Records to use:

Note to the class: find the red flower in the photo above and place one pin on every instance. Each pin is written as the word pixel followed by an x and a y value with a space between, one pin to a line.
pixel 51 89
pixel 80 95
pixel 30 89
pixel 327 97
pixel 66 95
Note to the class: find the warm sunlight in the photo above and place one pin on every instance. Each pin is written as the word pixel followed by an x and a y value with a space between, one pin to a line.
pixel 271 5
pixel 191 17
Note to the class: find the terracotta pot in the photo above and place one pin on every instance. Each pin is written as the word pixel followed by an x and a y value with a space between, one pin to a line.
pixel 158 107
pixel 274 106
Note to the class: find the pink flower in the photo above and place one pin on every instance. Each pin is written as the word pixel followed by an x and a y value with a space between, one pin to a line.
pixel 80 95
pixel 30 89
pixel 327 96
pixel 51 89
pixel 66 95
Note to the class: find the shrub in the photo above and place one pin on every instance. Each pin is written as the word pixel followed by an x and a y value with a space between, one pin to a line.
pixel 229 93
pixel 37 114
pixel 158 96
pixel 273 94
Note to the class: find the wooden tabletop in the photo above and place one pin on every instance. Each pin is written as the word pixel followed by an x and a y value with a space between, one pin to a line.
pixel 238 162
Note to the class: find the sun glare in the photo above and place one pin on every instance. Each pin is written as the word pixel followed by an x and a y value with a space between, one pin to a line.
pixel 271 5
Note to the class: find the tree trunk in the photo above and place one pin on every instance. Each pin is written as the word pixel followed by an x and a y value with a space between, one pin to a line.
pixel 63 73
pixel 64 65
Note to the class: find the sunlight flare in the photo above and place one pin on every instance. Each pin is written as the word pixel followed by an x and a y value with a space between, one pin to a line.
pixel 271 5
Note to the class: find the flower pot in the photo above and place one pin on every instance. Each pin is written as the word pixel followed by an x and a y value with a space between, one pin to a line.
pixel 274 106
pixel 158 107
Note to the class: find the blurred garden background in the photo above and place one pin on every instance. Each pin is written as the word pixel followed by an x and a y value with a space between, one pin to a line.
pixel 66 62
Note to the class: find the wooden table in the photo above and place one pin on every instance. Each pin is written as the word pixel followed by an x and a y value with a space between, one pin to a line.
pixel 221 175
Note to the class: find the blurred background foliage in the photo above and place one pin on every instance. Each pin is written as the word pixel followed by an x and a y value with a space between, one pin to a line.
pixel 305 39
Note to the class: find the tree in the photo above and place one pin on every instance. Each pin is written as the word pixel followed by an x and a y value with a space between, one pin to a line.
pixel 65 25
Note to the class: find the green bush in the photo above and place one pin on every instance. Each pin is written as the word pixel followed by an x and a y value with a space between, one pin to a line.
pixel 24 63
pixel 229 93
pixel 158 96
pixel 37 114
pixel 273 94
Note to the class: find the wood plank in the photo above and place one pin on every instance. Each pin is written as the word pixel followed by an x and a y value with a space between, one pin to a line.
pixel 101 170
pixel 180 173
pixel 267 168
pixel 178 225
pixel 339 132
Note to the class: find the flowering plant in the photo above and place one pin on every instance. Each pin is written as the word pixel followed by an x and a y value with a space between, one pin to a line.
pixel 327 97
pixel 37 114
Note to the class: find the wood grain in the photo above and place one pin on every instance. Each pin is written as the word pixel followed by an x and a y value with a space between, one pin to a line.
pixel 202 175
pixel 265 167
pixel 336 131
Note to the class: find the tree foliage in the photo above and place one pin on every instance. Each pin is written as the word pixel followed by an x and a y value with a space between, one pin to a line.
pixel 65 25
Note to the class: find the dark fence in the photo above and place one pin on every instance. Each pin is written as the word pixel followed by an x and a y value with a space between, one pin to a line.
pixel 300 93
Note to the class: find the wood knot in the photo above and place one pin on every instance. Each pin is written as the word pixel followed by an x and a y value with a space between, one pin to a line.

Problem description:
Reproduce every one of the items above word for word, in the same order.

Completed exercise:
Note to the class: find the red flower in the photo above and place one pin on every instance. Each pin is written as the word pixel followed by an x and a y value with a space between, one pin to a line.
pixel 51 89
pixel 80 95
pixel 30 89
pixel 327 97
pixel 66 95
Note to the class: find the warm sunlight in the photo above and place one pin on every instance. Each pin is written as the word pixel followed by an x and a y value with a space between, one pin to a line.
pixel 271 5
pixel 191 17
Note to the class: find the terracotta pot in the photo above and place one pin on every instance. Each pin is written as the word pixel followed by an x and a y value with a space between, one pin to a line.
pixel 158 107
pixel 274 106
Note to the class: find the pink flower in the photo above and place one pin on every instance. Each pin is written as the word pixel followed by an x and a y value with a space between, one pin to a line.
pixel 80 95
pixel 30 89
pixel 327 96
pixel 51 89
pixel 66 95
Note to the class: find the shrub in the photo above and place one pin on every instance. Each pin is written as the word pixel followed by an x and a y value with a space between, one pin to a line.
pixel 229 93
pixel 37 114
pixel 158 96
pixel 273 94
Note to the class: find the wooden tabletop in the photo above and place one pin on every instance. Each pin is written as the word pixel followed by an x and a y value with a space between, one pin to a line.
pixel 238 162
Note to the class: find the sun glare in the photo above and place one pin on every instance. Each pin is written as the word pixel followed by an x and a y value with a space between, one pin to a line.
pixel 271 5
Note to the class: find the tree trunk in the photo above and place one pin on every instance. Each pin is written as the word pixel followed by an x and a y value with a space between, one pin to a line.
pixel 63 73
pixel 64 65
Note to the class: find the sunlight flare in the photo above and place one pin on every instance. Each pin is written as the word pixel followed by an x and a y value with a space between, one pin to a line.
pixel 271 5
Note to the class: find the flower pot in the photo above and place one pin on every instance. Each pin is written as the word pixel followed by an x and a y value with a space between, one pin to a line.
pixel 274 106
pixel 158 107
Note to the class: find the blurred garden background in the photo above and place one pin on every instance. Each pin is written as the word pixel followed by an x and a y value with a space between, one pin to a line.
pixel 66 62
Note to the class: find the wooden table in the photo above and place one pin on every instance. Each pin is written as the word pixel followed by an x and a y value with a space between, one pin to a line.
pixel 221 175
Note to the class: find the blurred background foliage in the photo above and place one pin on every instance. Each pin is written as the word pixel followed by an x and a y value with a space between, one pin to a line.
pixel 305 39
Note to the class: find the tree in the photo above and place one pin on every instance. Each pin is written as the word pixel followed by an x and a y value with a space between, one pin to a line.
pixel 65 25
Note to the class: find the green bush in the photo above and place one pin on every instance. Each pin is written as the word pixel followed by an x and a y value with a space between, one pin to a line.
pixel 24 63
pixel 229 93
pixel 158 96
pixel 37 114
pixel 273 94
Note to the class: find the wood plank in the photo above and place one pin on every instance. Each pin is written as the word pixel followed by an x and a y value with a space between, one pin to a line.
pixel 101 170
pixel 180 173
pixel 267 168
pixel 178 225
pixel 339 132
Note to the class: find the flowering plant in the photo above and place one pin on every instance. Each pin is written as the word pixel followed by an x and a y value with a space between, one pin to a line.
pixel 327 97
pixel 37 114
Note to the class: find the wood grain in the photo above and place one pin on every instance. Each pin is written as the word pixel followed by an x and a y value with a space between, one pin to a line.
pixel 202 175
pixel 265 167
pixel 336 131
Note to the class: find the tree foliage in the photo above and place one pin on every instance. Each pin is written as the word pixel followed by an x and a y value with a space between, one pin to a line.
pixel 65 25
Note to the class: find the dark fence in the photo above and place one pin on every instance. Each pin is written as the word pixel followed by an x and a y value with a space between, one pin to a line.
pixel 300 93
Note to the class: find the wood knot in the photo above and place one pin on every instance. Each pin is written as the word pixel followed by an x and a y value with a space between, one pin to a line.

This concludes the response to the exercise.